**YOUR TASKS**
**a)** Answer these questions from the case summary, one line each:
(i) On what date did Charest sustain his low back injury?
(ii) What percentage of partial incapacity benefits did the 2006 decree award?
(iii) Which judge denied Charest's Petition for Review in 2019, and on what ground?
**b)** Rewrite the paragraph of the case summary that begins "Robert Charest v. Hydraulic Hose & Assemblies, LLC" as a short list, keeping its main facts.
**c)** Resume the case summary about Charest v. Hydraulic Hose & Assemblies, LLC, starting after its last sentence.

Robert Charest v. Hydraulic Hose & Assemblies, LLC – Charest sustained a compensable low back injury on April 27, 2001. A 2006 decree awarded 35% partial incapacity benefits. Thereafter, pursuant to sec. 221, the employer coordinated Charest’s receipt of social security old age benefits which resulted in a full offset of the lost time incapacity benefits. In 2017 Charest filed a Petition for Review claiming total incapacity. In 2019 Judge Collier denied Charest’s Petition for Review by concluding the statute of limitations had expired. Charest appealed and the issue before the Law Court was whether Charest’s social security old age retirement benefit payments tolled the statute of limitations. In Charest v. Hydraulic Hose & Assemblies, LLC, 2021 ME 17, the Law Court vacated the ALJ’s decision holding the date of the most recent payment was the date of the most recent offsetting social security old-age payment. The Court remanded the case for “further proceeding on the petition for review of incapacity”.

**ENTRIES PROVIDED**
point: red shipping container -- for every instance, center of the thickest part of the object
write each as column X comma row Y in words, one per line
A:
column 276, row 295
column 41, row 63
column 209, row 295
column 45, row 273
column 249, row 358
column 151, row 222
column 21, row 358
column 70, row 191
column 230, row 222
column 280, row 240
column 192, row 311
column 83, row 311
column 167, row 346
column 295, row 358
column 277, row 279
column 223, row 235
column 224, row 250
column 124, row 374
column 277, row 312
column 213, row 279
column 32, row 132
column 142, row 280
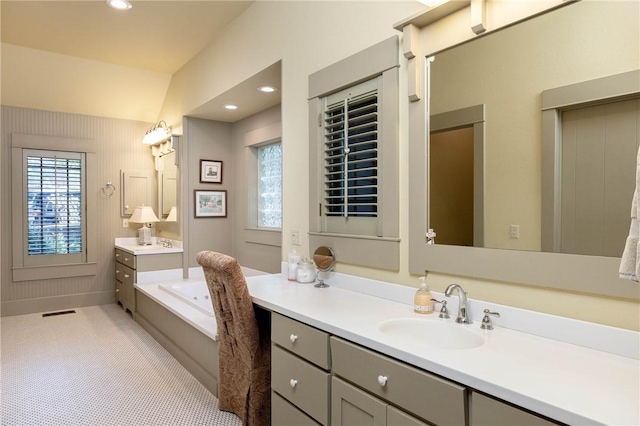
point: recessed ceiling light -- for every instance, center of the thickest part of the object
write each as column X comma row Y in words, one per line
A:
column 119, row 4
column 267, row 89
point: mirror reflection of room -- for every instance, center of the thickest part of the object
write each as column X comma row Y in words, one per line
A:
column 551, row 51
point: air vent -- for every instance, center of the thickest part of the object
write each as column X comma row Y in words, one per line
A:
column 52, row 314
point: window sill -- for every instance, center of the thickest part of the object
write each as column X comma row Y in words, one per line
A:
column 35, row 273
column 264, row 236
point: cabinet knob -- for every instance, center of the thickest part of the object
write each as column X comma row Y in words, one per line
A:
column 382, row 380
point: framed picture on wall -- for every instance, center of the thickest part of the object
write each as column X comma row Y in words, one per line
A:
column 210, row 203
column 210, row 171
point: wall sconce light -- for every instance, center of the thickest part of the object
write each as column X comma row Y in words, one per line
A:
column 144, row 215
column 173, row 215
column 156, row 134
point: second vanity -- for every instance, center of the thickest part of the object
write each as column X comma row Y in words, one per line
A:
column 332, row 364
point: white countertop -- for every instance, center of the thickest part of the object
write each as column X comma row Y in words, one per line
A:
column 569, row 383
column 131, row 245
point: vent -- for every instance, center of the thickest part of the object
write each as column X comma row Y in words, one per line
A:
column 53, row 314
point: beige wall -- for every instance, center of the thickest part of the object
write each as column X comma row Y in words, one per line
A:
column 49, row 81
column 207, row 140
column 119, row 147
column 288, row 31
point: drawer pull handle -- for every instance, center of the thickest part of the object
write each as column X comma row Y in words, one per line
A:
column 382, row 380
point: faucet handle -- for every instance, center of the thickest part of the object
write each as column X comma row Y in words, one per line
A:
column 444, row 312
column 487, row 324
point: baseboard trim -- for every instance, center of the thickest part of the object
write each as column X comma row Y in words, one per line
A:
column 56, row 303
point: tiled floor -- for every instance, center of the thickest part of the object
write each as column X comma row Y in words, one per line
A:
column 96, row 367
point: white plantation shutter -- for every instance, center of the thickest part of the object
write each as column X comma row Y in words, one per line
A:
column 54, row 207
column 350, row 164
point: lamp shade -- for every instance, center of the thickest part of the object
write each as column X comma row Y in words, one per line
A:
column 173, row 215
column 143, row 214
column 156, row 134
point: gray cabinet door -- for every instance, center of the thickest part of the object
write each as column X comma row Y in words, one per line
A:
column 351, row 406
column 486, row 411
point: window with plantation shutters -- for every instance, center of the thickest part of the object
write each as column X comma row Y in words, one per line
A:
column 54, row 207
column 353, row 157
column 350, row 165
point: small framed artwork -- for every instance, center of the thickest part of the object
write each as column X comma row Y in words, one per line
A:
column 210, row 203
column 210, row 171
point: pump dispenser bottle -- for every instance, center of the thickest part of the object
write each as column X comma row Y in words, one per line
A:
column 422, row 302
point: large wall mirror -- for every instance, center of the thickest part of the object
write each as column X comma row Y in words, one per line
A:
column 505, row 74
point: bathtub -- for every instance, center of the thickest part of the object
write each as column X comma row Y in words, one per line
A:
column 195, row 291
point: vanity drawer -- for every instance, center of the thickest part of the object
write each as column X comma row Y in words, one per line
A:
column 126, row 274
column 486, row 411
column 285, row 414
column 301, row 383
column 425, row 395
column 126, row 258
column 301, row 339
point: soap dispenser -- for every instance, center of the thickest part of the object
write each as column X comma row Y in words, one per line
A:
column 422, row 302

**OUTPUTS BY TASK**
**a)**
(i) April 27, 2001.
(ii) 35%.
(iii) Judge Collier; the judge concluded the statute of limitations had expired.

**b)**
- April 27, 2001: Charest sustained a compensable low back injury.
- 2006: A decree awarded him 35% partial incapacity benefits.
- Afterward: Under sec. 221, the employer coordinated his social security old age benefits, fully offsetting his lost time incapacity benefits.
- 2017: Charest filed a Petition for Review claiming total incapacity.
- 2019: Judge Collier denied the petition, concluding the statute of limitations had expired.
- Appeal: The Law Court considered whether the social security old age retirement payments tolled the statute of limitations.
- 2021 ME 17: The Law Court vacated the ALJ's decision. It held that the date of the most recent payment was the date of the most recent offsetting social security old-age payment, and it remanded the case for further proceedings on the petition for review of incapacity.

**c)**
Following a conference and allowing additional argument, ALJ Collier issued a decision on remand finding that although Charest had continuing restrictions due to his injury, he had not demonstrated a change in medical circumstances since the 2006 decision. Based on vocational expert testimony the ALJ found a change in economic circumstances and concluded that Charest had no employability due to his long absence from the labor market and his increasing age. Yet, the ALJ denied the petition concluding the increase in loss of earning capacity was not related to the 2001 injury but was a result of circumstances occurring thereafter. Charest filed a Motion for Findings of Fact but Judge Collier retired before addressing the motion. The board advised the parties they would be notified when a new ALJ was assigned. Without receiving any additional notice the case was assigned to ALJ Chabot who granted the motion and issued additional findings concluding that the decrease in earning capacity was related in part to the 2001 injury. The Petition for Review was granted, awarding 100% partial incapacity benefits.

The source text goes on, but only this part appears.